[Goal of the exercise]:
Only one span of the listing below is wanted: the lines from the one with "TARGET = gold lettering" through the one with "TARGET = beard", reproduced exactly, both ends kept.

= = = =

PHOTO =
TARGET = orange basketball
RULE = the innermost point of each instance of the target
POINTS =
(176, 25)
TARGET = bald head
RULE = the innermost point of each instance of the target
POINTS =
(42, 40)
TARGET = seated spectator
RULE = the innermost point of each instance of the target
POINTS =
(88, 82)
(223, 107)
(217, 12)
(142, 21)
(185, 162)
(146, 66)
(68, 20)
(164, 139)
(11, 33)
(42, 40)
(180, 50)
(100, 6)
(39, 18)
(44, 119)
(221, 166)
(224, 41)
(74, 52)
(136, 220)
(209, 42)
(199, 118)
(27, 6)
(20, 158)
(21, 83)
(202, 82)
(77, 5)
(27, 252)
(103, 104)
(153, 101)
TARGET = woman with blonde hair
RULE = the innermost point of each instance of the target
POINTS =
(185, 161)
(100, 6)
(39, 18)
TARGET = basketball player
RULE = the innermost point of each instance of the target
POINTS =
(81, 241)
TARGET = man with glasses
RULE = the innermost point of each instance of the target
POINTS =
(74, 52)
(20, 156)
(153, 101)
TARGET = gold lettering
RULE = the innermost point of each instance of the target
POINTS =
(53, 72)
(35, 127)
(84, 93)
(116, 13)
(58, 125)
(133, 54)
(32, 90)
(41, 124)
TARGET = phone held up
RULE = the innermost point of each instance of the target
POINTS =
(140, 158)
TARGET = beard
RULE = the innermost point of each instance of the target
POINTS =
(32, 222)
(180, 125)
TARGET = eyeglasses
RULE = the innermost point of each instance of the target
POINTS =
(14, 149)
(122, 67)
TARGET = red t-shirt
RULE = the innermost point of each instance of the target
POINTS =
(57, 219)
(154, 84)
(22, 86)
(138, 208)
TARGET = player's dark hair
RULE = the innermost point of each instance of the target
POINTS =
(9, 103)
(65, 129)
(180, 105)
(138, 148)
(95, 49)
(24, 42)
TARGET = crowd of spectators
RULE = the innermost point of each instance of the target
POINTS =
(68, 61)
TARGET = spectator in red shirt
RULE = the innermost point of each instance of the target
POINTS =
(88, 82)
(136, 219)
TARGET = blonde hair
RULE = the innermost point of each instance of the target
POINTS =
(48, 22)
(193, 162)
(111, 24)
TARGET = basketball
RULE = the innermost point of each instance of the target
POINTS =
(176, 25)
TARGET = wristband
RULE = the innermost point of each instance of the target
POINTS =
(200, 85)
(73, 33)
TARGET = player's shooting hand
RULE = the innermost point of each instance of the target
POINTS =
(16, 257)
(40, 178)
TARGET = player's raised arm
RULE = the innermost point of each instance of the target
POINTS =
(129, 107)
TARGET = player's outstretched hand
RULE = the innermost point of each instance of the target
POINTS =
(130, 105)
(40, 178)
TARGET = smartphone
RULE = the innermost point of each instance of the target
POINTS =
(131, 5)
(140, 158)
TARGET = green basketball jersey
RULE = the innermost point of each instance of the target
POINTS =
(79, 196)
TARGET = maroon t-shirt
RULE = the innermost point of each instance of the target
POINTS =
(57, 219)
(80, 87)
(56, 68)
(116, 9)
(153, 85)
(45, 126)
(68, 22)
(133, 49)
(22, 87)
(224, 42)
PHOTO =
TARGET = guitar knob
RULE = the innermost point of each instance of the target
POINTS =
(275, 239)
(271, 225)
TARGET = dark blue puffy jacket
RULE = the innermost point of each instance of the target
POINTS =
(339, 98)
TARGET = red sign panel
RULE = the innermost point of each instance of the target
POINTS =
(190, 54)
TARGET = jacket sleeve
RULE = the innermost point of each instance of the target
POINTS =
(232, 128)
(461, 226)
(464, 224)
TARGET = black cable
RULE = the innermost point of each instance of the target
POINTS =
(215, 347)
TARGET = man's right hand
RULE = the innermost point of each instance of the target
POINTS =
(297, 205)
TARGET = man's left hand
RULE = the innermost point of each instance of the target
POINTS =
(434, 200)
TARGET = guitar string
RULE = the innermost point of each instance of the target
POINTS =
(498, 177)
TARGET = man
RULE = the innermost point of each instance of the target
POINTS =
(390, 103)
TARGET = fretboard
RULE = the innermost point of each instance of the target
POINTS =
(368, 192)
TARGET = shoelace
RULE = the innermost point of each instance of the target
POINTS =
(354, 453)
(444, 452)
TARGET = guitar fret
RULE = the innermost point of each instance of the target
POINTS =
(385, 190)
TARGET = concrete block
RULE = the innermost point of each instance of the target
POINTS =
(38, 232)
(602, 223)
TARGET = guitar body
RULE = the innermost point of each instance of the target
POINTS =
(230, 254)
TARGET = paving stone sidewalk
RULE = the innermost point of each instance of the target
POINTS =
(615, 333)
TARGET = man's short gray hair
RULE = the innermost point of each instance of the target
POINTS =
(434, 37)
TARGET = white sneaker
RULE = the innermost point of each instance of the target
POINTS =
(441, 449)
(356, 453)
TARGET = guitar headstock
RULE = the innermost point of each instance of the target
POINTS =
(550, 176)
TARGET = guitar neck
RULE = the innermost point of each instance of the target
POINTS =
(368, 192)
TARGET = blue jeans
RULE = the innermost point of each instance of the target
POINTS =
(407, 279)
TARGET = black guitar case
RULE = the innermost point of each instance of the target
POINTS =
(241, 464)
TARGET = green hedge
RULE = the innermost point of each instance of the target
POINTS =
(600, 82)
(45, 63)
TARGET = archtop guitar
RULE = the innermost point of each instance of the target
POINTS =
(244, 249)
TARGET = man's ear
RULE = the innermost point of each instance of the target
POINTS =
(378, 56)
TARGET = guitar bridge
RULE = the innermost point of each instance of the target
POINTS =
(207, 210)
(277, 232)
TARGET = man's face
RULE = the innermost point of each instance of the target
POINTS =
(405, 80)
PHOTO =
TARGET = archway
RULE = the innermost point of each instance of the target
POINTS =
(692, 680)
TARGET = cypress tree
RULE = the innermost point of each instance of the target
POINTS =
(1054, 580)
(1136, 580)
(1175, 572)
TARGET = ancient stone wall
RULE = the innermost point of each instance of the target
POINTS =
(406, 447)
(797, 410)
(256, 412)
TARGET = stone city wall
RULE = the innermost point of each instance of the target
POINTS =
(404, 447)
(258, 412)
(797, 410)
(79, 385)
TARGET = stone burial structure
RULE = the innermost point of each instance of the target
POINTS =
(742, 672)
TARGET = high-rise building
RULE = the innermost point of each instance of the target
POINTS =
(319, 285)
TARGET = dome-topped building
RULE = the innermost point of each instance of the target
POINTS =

= = = =

[Written answer]:
TARGET = gold lettering
RULE = the innermost point of each instance of the target
POINTS =
(53, 72)
(35, 127)
(84, 93)
(116, 13)
(58, 125)
(133, 54)
(32, 90)
(41, 124)
TARGET = phone held up
RULE = the innermost point of each instance of the target
POINTS =
(140, 158)
TARGET = beard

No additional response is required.